# EXPLORE THE MATERIAL
(1) According to the passage on chromosomes, what is a full set of the 46 human chromosomes called?
(2) From the passage on chromosomes, quote the part that opens with the words containing "What are chromosomes?" and closes with "make a protein.".

# DOCUMENT PASSAGE
____

Chromosomes

What are chromosomes?

Chromosomes are molecules of DNA and proteins. They are located in the nucleus of the cell and their function is to carry genes. A gene is a part of DNA that contains code for the synthesis of a protein or an RNA molecule.

You can think of genes as of recipes that you use in the kitchen to make various dishes. In the recipe, you'd find ingredients and steps that you need to follow to make your favourite meal. Genes are actually very similar and contain all the instructions on how to make a protein.

However, there are also parts of DNA that do not code for any protein or an RNA molecule. These noncoding segments are sometimes referred to as junk DNA. Even though these parts of DNA don't contain instructions on the synthesis of a protein, they are still very important, although their precise role remains unknown.

If you want to refer to both the coding and noncoding segments of the DNA, you can use the term genome, which is used to refer to all the genetic material in the organism.

How many chromosomes do we have?

In humans, there are 24 types of chromosomes. There are 22 chromosomes that are numbered from 1 to 22 and these we call autosomes. Then, there are two sex chromosomes X and Y. As you probably know, men have one X chromosome and one Y chromosome. Women, on the other hand, have two X chromosomes. Human cells contain 2 copies of each chromosome - that means, 2 copies of chromosome 1, chromosome 2, etc., together making 46 chromosomes in total. There are, however, some cells that don't have follow this rule, e.g. germ cells, which only have 1 copy of each chromosome. A full set of these 46 chromosomes is called a karyotype.

What's the structure of a chromosome?

A chromosome has two arms - a p arm and a q arm. Between the two arms, there is a structure called centromere, which is very important during mitosis. At each end of a chromosome is a telemore, which protects the ends of a chromosome and is responsible for their proper replication. Every chromosome consists of 1 molecule of DNA and proteins. Together, they form a centromere. Here, you can see two centromeres because we're looking at a picture of a chromosome after replication, in other words, a chromosome with 2 molecules of DNA.

____

# EXCERPTED RECORDS
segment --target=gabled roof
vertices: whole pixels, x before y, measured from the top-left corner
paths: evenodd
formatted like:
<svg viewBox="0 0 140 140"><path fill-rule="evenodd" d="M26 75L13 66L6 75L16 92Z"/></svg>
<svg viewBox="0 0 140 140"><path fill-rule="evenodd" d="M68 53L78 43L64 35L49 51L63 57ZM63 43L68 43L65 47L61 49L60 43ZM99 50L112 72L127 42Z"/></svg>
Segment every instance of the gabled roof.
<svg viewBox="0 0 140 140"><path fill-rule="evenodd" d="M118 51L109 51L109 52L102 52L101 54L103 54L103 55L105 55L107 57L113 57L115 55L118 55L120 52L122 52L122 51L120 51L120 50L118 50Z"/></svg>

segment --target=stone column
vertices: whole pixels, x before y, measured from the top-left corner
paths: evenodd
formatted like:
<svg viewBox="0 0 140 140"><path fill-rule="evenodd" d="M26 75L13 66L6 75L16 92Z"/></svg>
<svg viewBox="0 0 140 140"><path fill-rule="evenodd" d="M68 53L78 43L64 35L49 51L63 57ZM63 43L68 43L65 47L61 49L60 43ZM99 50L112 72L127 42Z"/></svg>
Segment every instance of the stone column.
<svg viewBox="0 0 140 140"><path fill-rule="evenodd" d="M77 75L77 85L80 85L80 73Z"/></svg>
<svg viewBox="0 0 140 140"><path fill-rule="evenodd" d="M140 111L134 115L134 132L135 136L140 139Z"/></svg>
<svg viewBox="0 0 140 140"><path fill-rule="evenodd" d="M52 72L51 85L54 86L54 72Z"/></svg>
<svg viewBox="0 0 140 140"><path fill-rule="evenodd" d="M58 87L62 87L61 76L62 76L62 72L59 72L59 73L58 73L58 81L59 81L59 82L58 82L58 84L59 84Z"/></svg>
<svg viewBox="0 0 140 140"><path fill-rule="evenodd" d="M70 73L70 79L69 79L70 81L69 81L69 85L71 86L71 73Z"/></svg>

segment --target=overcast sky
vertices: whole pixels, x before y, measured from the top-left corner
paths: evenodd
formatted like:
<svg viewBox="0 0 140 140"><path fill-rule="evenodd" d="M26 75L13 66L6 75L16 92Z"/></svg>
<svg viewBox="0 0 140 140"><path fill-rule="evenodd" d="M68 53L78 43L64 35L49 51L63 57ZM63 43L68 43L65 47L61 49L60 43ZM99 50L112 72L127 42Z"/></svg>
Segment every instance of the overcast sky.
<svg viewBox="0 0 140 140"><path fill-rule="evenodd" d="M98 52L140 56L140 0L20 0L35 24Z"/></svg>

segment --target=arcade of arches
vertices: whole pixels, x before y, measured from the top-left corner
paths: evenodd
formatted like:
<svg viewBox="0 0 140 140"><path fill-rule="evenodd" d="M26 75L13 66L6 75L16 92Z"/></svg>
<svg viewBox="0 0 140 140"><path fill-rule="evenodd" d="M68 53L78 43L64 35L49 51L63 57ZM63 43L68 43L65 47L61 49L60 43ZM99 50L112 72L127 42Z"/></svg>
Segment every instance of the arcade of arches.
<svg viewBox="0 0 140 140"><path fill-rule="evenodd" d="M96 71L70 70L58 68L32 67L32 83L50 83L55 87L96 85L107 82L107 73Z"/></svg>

____

# ANSWERS TO THE PROBLEMS
(1) A karyotype.

(2)
What are chromosomes?

Chromosomes are molecules of DNA and proteins. They are located in the nucleus of the cell and their function is to carry genes. A gene is a part of DNA that contains code for the synthesis of a protein or an RNA molecule.

You can think of genes as of recipes that you use in the kitchen to make various dishes. In the recipe, you'd find ingredients and steps that you need to follow to make your favourite meal. Genes are actually very similar and contain all the instructions on how to make a protein.